Please set out each line below exactly as it stands, without the images.

::: Dataset records :::

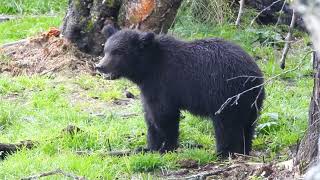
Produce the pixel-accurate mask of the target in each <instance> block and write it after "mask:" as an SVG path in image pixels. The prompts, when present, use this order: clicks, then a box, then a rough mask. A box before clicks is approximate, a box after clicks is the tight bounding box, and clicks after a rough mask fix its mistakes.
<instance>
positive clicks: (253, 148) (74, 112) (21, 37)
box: [0, 9, 313, 179]
mask: <svg viewBox="0 0 320 180" xmlns="http://www.w3.org/2000/svg"><path fill="white" fill-rule="evenodd" d="M0 11H1V9H0ZM62 18H63V16H62V15H57V16H54V17H52V16H46V15H40V17H38V16H37V17H35V16H26V17H19V18H17V19H13V20H10V21H7V22H3V23H0V32H2V33H0V44H2V45H3V44H6V43H10V42H16V41H19V40H21V39H27V40H24V41H22V42H19V43H18V44H15V45H11V46H8V47H5V48H1V49H0V143H6V144H9V143H11V144H12V143H19V142H20V141H26V140H29V141H28V142H31V143H32V145H33V146H30V147H24V148H21V149H19V151H17V152H15V153H12V154H1V153H0V157H2V158H3V160H0V179H18V178H27V177H30V176H33V175H45V174H46V173H48V174H50V173H51V174H53V175H56V176H49V178H50V179H51V178H52V179H61V175H63V176H65V177H76V176H77V177H86V178H88V179H94V178H100V179H115V178H119V179H128V178H130V179H163V178H166V179H178V178H181V179H185V178H189V179H201V178H205V177H210V178H211V179H222V178H223V179H264V178H268V179H272V178H273V179H276V178H280V179H285V178H288V179H292V178H297V177H298V176H299V175H297V174H296V172H297V170H296V169H290V168H288V167H287V168H284V167H283V166H282V165H281V164H279V163H281V162H288V164H287V165H290V162H292V161H290V160H291V159H292V158H293V157H294V156H295V153H296V148H297V145H298V142H299V140H300V139H301V138H302V137H303V135H304V134H305V131H306V128H307V118H308V107H309V101H310V96H311V90H312V87H313V80H312V63H311V61H310V53H309V51H310V47H308V45H307V44H308V42H309V39H308V38H307V35H306V34H305V33H303V32H299V31H294V37H295V39H294V41H293V44H292V48H291V50H290V52H289V54H288V57H287V67H286V69H285V70H281V69H280V68H279V63H278V60H279V58H280V56H281V49H282V47H283V37H285V33H286V28H285V27H282V28H279V27H278V28H275V27H273V26H257V25H255V26H253V27H246V26H243V27H241V28H236V27H234V26H233V25H231V23H230V24H228V23H226V24H220V25H215V26H210V25H203V24H199V23H196V22H194V23H182V22H187V21H188V19H186V18H188V17H184V16H181V17H179V18H180V19H181V20H180V21H178V22H180V23H177V24H176V25H175V27H174V28H172V29H171V31H170V33H172V34H174V35H175V36H177V37H180V38H182V39H186V40H192V39H199V38H206V37H221V38H225V39H228V40H230V41H233V42H235V43H237V44H239V45H240V46H242V47H243V48H244V49H245V50H246V51H247V52H249V53H250V54H251V55H252V56H253V57H254V58H255V59H256V60H257V63H258V64H259V66H260V68H261V69H262V71H263V72H264V75H265V78H266V79H272V80H271V81H270V82H269V83H267V84H266V93H267V98H266V101H265V104H264V108H263V110H262V112H261V116H260V118H259V121H258V126H257V131H256V136H255V139H254V142H253V152H252V154H251V156H250V157H243V156H239V157H238V158H236V159H229V160H226V161H223V162H221V161H218V159H217V157H216V155H215V143H214V133H213V131H212V124H211V123H210V122H209V121H208V120H207V119H206V118H201V117H196V116H193V115H191V114H190V113H188V112H183V113H182V114H183V119H182V120H181V129H180V148H179V149H178V150H177V151H176V152H172V153H167V154H164V155H160V154H157V153H147V152H146V153H131V154H126V153H124V154H121V153H120V154H121V155H119V153H118V152H123V151H125V152H133V150H134V149H135V148H137V147H143V146H145V144H146V135H145V134H146V126H145V123H144V120H143V112H142V108H141V103H140V98H139V90H138V88H137V87H136V86H135V85H134V84H132V83H131V82H129V81H127V80H125V79H120V80H108V79H106V78H105V77H103V76H100V75H99V74H96V72H94V71H93V70H92V66H93V63H95V62H97V61H98V58H93V57H90V56H88V55H85V54H83V53H81V52H79V51H78V50H77V49H76V48H74V47H73V46H72V44H70V43H69V42H68V41H66V40H64V39H62V38H59V37H55V34H54V32H55V29H51V30H49V29H50V27H58V26H59V24H61V21H62ZM188 22H189V21H188ZM279 74H281V75H280V76H278V75H279ZM275 76H277V77H276V78H274V77H275ZM70 129H71V130H70ZM115 152H116V153H115Z"/></svg>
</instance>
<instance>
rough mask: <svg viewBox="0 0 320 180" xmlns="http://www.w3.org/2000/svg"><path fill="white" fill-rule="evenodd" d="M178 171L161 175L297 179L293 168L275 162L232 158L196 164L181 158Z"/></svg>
mask: <svg viewBox="0 0 320 180" xmlns="http://www.w3.org/2000/svg"><path fill="white" fill-rule="evenodd" d="M180 165H181V168H182V169H179V170H178V171H172V172H166V173H163V174H162V175H161V177H162V178H165V179H189V180H191V179H192V180H196V179H227V180H234V179H255V178H260V179H297V178H300V176H299V175H298V173H295V172H296V171H295V170H292V169H288V168H284V167H282V166H280V165H279V164H276V163H256V162H249V161H247V160H239V159H238V160H232V161H228V162H220V163H214V164H207V165H205V166H197V165H196V164H195V162H194V161H193V160H191V161H190V160H183V161H181V163H180Z"/></svg>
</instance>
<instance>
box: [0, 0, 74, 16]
mask: <svg viewBox="0 0 320 180" xmlns="http://www.w3.org/2000/svg"><path fill="white" fill-rule="evenodd" d="M67 2H68V1H67V0H1V2H0V14H49V13H50V14H54V13H57V12H64V11H66V9H67V8H66V7H67Z"/></svg>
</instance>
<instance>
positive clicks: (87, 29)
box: [85, 19, 94, 32]
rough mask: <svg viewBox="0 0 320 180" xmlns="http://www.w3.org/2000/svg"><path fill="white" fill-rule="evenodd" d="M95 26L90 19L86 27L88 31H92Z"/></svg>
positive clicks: (89, 31)
mask: <svg viewBox="0 0 320 180" xmlns="http://www.w3.org/2000/svg"><path fill="white" fill-rule="evenodd" d="M93 27H94V22H93V20H92V19H90V20H88V22H87V25H86V27H85V31H86V32H90V31H91V30H92V29H93Z"/></svg>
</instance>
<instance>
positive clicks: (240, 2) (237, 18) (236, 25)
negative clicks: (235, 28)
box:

:::

(Completed exercise):
Produce the pixel-accurate mask of the target in each <instance> block and write it after "mask:" as an SVG path in image pixels. The prompts, when present, use this order: clicks, then a box, then a rough mask. A box before clicks is approximate, a box after clicks is the tight bounding box, and clicks after a rough mask fix its mistakes.
<instance>
positive clicks: (253, 148) (74, 112) (21, 37)
box: [0, 9, 313, 179]
mask: <svg viewBox="0 0 320 180" xmlns="http://www.w3.org/2000/svg"><path fill="white" fill-rule="evenodd" d="M0 11H1V9H0ZM62 18H63V16H62V15H57V16H54V17H52V16H46V15H40V17H38V16H37V17H35V16H26V17H19V18H17V19H13V20H10V21H7V22H3V23H0V32H2V33H0V44H2V45H3V44H6V43H10V42H16V41H19V40H21V39H27V40H24V41H22V42H19V43H18V44H15V45H11V46H8V47H5V48H1V49H0V143H6V144H9V143H11V144H12V143H19V142H20V141H26V140H29V141H28V142H31V143H32V145H33V146H30V147H24V148H21V149H19V151H17V152H15V153H12V154H1V153H0V157H2V158H3V160H0V179H18V178H27V177H30V176H33V175H45V174H46V173H48V174H50V173H51V174H53V175H56V176H49V178H50V179H51V178H52V179H61V175H63V176H65V177H76V176H77V177H86V178H88V179H94V178H100V179H115V178H119V179H128V178H130V179H163V178H166V179H178V178H181V179H185V178H189V179H201V178H205V177H210V178H211V179H222V178H223V179H264V178H268V179H272V178H273V179H276V178H280V179H285V178H288V179H292V178H297V177H298V176H299V175H297V174H296V172H297V170H296V169H290V168H288V167H287V168H284V167H283V166H282V165H281V164H279V163H281V162H288V164H287V165H290V162H292V161H290V160H291V159H292V158H293V157H294V156H295V153H296V148H297V145H298V142H299V140H300V139H301V138H302V137H303V135H304V134H305V131H306V128H307V118H308V107H309V101H310V96H311V90H312V87H313V80H312V63H311V61H310V53H309V51H310V47H308V45H307V44H308V42H309V39H308V38H307V35H306V34H305V33H303V32H299V31H294V37H295V39H294V41H293V44H292V48H291V50H290V52H289V54H288V57H287V67H286V69H285V70H281V69H280V68H279V63H278V60H279V58H280V56H281V49H282V47H283V37H285V33H286V28H285V27H282V28H279V27H278V28H275V27H273V26H257V25H255V26H253V27H246V26H243V27H241V28H236V27H234V26H233V25H231V23H230V24H228V23H226V24H220V25H215V26H210V25H203V24H199V23H196V22H194V23H182V22H187V21H188V19H186V18H188V17H184V16H181V17H179V18H180V19H181V20H180V21H178V22H180V23H177V24H176V25H175V27H174V28H172V29H171V31H170V33H172V34H174V35H175V36H177V37H180V38H182V39H186V40H192V39H199V38H206V37H221V38H225V39H228V40H230V41H233V42H235V43H237V44H239V45H240V46H242V47H243V48H244V49H245V50H246V51H247V52H249V53H250V54H251V55H252V56H253V57H254V58H255V59H256V60H257V63H258V64H259V66H260V68H261V69H262V71H263V72H264V75H265V78H266V79H272V80H271V81H270V82H269V83H267V84H266V93H267V98H266V101H265V104H264V108H263V110H262V112H261V116H260V118H259V121H258V126H257V131H256V136H255V139H254V142H253V152H252V154H251V156H250V157H243V156H239V157H238V158H236V159H229V160H226V161H223V162H221V161H218V159H217V157H216V155H215V143H214V133H213V131H212V124H211V123H210V122H209V121H208V120H207V119H206V118H201V117H196V116H193V115H191V114H190V113H188V112H183V113H182V114H183V119H182V120H181V129H180V148H179V149H178V150H177V151H176V152H172V153H167V154H164V155H160V154H157V153H147V152H146V153H131V154H126V153H124V154H121V153H120V154H121V155H119V153H118V152H123V151H125V152H133V150H134V149H135V148H137V147H143V146H145V144H146V135H145V134H146V126H145V123H144V120H143V112H142V108H141V103H140V98H139V90H138V88H137V87H136V86H135V85H134V84H132V83H131V82H129V81H127V80H125V79H120V80H108V79H106V78H105V77H103V76H100V75H99V74H96V72H94V71H93V70H92V66H93V63H95V62H97V61H98V58H93V57H90V56H88V55H85V54H83V53H81V52H79V51H78V50H77V49H76V48H74V47H73V46H72V44H70V43H69V42H68V41H66V40H64V39H62V38H59V37H55V34H54V32H55V29H51V30H49V29H50V27H58V26H59V24H61V21H62ZM188 22H189V21H188ZM279 74H281V75H280V76H278V75H279ZM275 76H277V77H276V78H274V77H275ZM70 129H71V130H70ZM115 152H116V153H115Z"/></svg>
</instance>
<instance>
rough mask: <svg viewBox="0 0 320 180" xmlns="http://www.w3.org/2000/svg"><path fill="white" fill-rule="evenodd" d="M178 171L161 175L297 179L293 168L275 162L232 158L196 164L181 158Z"/></svg>
mask: <svg viewBox="0 0 320 180" xmlns="http://www.w3.org/2000/svg"><path fill="white" fill-rule="evenodd" d="M180 165H181V168H182V169H179V170H178V171H172V172H166V173H163V174H162V175H161V177H162V178H165V179H189V180H191V179H192V180H196V179H227V180H234V179H255V178H260V179H297V178H300V176H299V175H298V173H295V172H296V171H295V170H292V169H288V168H284V167H282V166H280V165H279V164H276V163H256V162H249V161H247V160H239V159H238V160H232V161H228V162H220V163H214V164H207V165H205V166H197V165H196V164H195V162H194V161H193V160H191V161H190V160H183V161H181V163H180Z"/></svg>
</instance>
<instance>
box: [0, 0, 74, 16]
mask: <svg viewBox="0 0 320 180" xmlns="http://www.w3.org/2000/svg"><path fill="white" fill-rule="evenodd" d="M67 2H68V1H67V0H1V2H0V14H49V13H50V14H54V13H57V12H64V11H66V9H67V8H66V7H67Z"/></svg>
</instance>
<instance>
positive clicks: (87, 29)
box: [85, 19, 94, 32]
rough mask: <svg viewBox="0 0 320 180" xmlns="http://www.w3.org/2000/svg"><path fill="white" fill-rule="evenodd" d="M95 26L90 19L86 27L88 31H92Z"/></svg>
positive clicks: (89, 31)
mask: <svg viewBox="0 0 320 180" xmlns="http://www.w3.org/2000/svg"><path fill="white" fill-rule="evenodd" d="M93 27H94V22H93V20H92V19H90V20H88V22H87V25H86V27H85V31H86V32H90V31H91V30H92V29H93Z"/></svg>
</instance>
<instance>
positive clicks: (240, 2) (237, 18) (236, 25)
negative clicks: (235, 28)
box:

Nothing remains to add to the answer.